Brief A:
In the office action excerpt, what is the number of the copending application cited in the provisional double patenting rejection?
Brief B:
Carry on the office action excerpt, picking up directly after its final sentence.

#### Selected passage

6. Claims 1, 2, and 8-12 are provisionally rejected on the ground of nonstatutory double patenting as being unpatentable over claim 1, 2, 7-9, and 16-18 of copending Application No.18/563,649 (reference application). Although the claims at issue are not identical, they are not patentably distinct from each other because both inventions recite a system and method for evaluating an efficacy of an anticancer drug candidate and/or screening an anticancer drug candidate comprising (a) mixing and co-culturing cancer organoids with immune cells such as TILs; (b) treating the mixture of step (a) with an anticancer antibody drug candidate; and (c) determining that the efficacy of the anticancer drug candidate is excellent when a growth inhibition or death of cancer organoid is increased compared to a positive control group or a group not treated with the anticancer drug candidate.
This is a provisional nonstatutory double patenting rejection because the patentably indistinct claims have not in fact been patented.
Claim Rejections - 35 USC § 102
The following is a quotation of the appropriate paragraphs of 35 U.S.C. 102 that form the basis for the rejections under this section made in this Office action:
A person shall be entitled to a patent unless –
(a)(1) the claimed invention was patented, described in a printed publication, or in public use, on sale, or otherwise available to the public before the effective filing date of the claimed invention.
7. Claims 11 and 12 are rejected under 35 U.S.C. 102(a)(1) as being anticipated by
LI et al. (Co-culture of tumor organoids with immune cells for immune-oncology drug development. Mol Cancer Ther 18 (12 Supplement): B142 (2019)).
LI et al. disclose an anticancer drug screening system and/or anticancer drug efficacy evaluation system (Hubrecht organoid technology (HUB) comprising cancer (tumor) organoids and immune cells or tumor infiltrating lymphocytes (TILs) for applications in discovery drug discovery. See entire Abstract.
8. Claims 11 and 12 are rejected under 35 U.S.C. 102(a)(1) as being anticipated by Cattaneo et al. (Tumor organoid-T-cell coculture systems. Nature Protocols 15: 15-39 (January 2020)).

########
#### Provided material

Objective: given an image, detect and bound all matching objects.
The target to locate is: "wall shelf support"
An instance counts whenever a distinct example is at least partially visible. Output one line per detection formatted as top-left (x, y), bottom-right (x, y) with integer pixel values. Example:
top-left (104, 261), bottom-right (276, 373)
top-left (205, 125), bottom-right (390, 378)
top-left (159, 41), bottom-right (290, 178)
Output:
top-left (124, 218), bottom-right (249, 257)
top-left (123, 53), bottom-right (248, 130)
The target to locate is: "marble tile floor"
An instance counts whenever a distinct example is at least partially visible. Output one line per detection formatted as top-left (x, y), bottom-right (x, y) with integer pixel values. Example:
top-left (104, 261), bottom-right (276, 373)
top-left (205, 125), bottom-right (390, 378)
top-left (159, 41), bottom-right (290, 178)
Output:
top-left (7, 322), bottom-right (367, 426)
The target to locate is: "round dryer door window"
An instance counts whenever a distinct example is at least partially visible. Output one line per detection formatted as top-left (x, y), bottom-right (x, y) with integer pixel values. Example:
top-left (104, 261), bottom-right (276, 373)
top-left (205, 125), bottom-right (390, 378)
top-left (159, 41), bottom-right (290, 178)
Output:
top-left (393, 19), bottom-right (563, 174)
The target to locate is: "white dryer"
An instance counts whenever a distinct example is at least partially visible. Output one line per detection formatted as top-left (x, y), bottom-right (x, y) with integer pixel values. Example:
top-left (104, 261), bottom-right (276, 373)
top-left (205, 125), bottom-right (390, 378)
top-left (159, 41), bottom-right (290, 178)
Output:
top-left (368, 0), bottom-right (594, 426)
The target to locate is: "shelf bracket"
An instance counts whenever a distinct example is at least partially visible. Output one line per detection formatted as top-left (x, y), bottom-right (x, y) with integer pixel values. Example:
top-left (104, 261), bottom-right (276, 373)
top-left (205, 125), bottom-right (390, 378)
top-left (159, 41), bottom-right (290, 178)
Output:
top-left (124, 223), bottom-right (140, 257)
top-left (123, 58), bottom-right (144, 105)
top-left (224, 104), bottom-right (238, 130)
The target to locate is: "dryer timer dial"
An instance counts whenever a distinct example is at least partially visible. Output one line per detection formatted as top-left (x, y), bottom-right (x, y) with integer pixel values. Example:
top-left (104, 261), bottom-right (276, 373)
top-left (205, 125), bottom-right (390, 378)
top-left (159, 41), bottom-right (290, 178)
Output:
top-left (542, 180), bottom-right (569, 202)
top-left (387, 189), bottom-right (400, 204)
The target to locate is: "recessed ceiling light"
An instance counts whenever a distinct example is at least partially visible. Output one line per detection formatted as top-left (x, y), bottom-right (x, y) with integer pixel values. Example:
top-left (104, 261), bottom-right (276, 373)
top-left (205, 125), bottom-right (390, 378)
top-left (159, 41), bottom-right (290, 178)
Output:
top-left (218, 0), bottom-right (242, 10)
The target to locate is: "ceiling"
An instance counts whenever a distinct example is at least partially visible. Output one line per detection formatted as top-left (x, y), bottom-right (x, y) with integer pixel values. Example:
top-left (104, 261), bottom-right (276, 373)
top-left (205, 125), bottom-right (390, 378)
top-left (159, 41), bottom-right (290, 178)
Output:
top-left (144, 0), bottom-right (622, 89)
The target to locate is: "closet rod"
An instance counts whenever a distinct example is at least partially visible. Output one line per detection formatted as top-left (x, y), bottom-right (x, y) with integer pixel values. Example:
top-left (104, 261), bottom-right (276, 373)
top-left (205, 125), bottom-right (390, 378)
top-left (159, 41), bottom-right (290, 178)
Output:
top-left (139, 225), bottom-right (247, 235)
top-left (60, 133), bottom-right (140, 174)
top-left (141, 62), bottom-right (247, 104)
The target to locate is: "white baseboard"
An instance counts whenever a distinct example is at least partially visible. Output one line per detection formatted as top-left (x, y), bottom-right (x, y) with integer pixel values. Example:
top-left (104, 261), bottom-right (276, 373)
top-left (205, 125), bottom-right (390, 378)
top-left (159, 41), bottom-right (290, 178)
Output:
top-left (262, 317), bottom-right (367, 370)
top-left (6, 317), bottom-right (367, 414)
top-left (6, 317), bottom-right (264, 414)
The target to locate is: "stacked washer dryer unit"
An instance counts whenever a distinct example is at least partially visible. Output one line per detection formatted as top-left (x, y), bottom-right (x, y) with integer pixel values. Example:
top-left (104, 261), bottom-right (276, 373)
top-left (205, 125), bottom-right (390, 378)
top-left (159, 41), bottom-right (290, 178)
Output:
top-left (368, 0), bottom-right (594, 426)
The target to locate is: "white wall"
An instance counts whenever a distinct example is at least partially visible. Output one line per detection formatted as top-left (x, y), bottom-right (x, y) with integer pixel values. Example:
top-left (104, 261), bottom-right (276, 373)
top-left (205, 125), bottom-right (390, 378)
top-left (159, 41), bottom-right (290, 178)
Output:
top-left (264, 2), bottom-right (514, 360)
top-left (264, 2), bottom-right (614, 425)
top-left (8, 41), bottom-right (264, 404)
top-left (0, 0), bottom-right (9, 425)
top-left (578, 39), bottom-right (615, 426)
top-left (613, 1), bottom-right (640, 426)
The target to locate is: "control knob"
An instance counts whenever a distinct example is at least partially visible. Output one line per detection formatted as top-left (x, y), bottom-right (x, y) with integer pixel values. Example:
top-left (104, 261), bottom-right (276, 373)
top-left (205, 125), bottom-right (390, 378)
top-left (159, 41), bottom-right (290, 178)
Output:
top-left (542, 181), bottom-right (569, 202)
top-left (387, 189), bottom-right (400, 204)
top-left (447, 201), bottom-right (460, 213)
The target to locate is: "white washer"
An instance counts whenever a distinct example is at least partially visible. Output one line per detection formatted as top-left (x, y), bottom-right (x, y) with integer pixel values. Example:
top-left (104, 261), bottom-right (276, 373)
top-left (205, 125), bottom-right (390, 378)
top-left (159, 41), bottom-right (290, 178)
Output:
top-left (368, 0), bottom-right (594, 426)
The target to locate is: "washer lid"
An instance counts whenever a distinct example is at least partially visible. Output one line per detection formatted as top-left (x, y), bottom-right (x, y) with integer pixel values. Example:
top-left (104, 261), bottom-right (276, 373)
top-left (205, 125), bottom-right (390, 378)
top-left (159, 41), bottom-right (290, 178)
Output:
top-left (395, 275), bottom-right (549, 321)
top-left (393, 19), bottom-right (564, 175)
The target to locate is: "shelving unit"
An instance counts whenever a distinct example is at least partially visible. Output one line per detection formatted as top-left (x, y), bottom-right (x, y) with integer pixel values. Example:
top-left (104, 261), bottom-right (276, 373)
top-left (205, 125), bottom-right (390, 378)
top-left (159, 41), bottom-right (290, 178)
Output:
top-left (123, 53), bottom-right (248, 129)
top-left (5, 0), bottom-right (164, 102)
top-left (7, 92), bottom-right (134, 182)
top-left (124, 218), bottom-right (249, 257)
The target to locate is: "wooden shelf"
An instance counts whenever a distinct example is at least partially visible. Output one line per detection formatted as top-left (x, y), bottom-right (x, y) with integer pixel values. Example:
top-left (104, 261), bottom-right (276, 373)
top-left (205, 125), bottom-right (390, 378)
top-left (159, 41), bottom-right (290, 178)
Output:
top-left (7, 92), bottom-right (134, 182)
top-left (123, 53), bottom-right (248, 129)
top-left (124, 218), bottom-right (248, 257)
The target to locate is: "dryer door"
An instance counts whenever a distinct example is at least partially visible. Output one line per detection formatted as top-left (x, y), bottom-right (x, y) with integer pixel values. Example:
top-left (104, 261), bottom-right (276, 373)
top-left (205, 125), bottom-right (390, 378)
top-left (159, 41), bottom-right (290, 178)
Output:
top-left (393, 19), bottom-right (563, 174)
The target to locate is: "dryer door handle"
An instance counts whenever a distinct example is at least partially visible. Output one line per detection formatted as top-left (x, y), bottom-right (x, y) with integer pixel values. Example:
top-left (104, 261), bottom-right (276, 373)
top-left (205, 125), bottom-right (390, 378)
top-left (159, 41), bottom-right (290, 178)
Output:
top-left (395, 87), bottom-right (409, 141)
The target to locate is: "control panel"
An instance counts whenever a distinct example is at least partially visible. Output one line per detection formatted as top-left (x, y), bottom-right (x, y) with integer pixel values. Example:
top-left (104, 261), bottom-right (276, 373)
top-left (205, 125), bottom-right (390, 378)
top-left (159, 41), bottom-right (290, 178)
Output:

########

Exercise answer A:
Application No. 18/563,649

Exercise answer B:
Cattaneo et al. disclose an ex vivo anticancer drug screening test system and/or anticancer drug efficacy evaluation test system comprising cancer (tumor) organoids and immune cells or peripheral blood lymphocytes for applications in T-cell-based immunotherapy (Abstract; pp. 15-17).
9. Claims 1, 2, 5, and 6-10 are rejected under 35 U.S.C. 102(a)(2) as being anticipated by Appleton et al. (US 2023/0042929 A1).
Appleton et al. disclose a method for evaluating an efficacy of an anticancer drug candidate and/or screening an anticancer drug candidate (therapeutic agents) for treating cancer including colorectal cancer by measuring responsiveness of tumor cells to the anticancer drug candidate (Abstract; 0091). The method comprises (a) mixing cancer organoids (spheroids) and immune cells at a ratio of 1 : 0.5 to 5 and co-culturing the mixture [0099, 0111, 0112]; (b) treating the mixture of step (a) with an anticancer drug candidate (Example 5); and (c) determining that the efficacy of the anticancer drug candidate is excellent when growth inhibition or death of cancer organoid (spheroid death) is increased treated with the anticancer drug candidate of step (b) compared to a positive control or untreated coculture mixture ([0040, 0100]; Example 5; Claim 1). Appleton et al. show using cytotoxic T cells or tumor infiltrating lymphocytes (TILs) as immune cells used in the method (Example 1, Example 5). Appleton et al. teach that the cancer organoid and TIL cell as immune cell number ratio may be 1 : 1 to 2 ([0111, 0112]; Example 5). Appleton et al. teach that the anticancer drug candidate is monoclonal antibody pembrolizumab (Example 5).
9. Claim 3 is free of the prior art of record.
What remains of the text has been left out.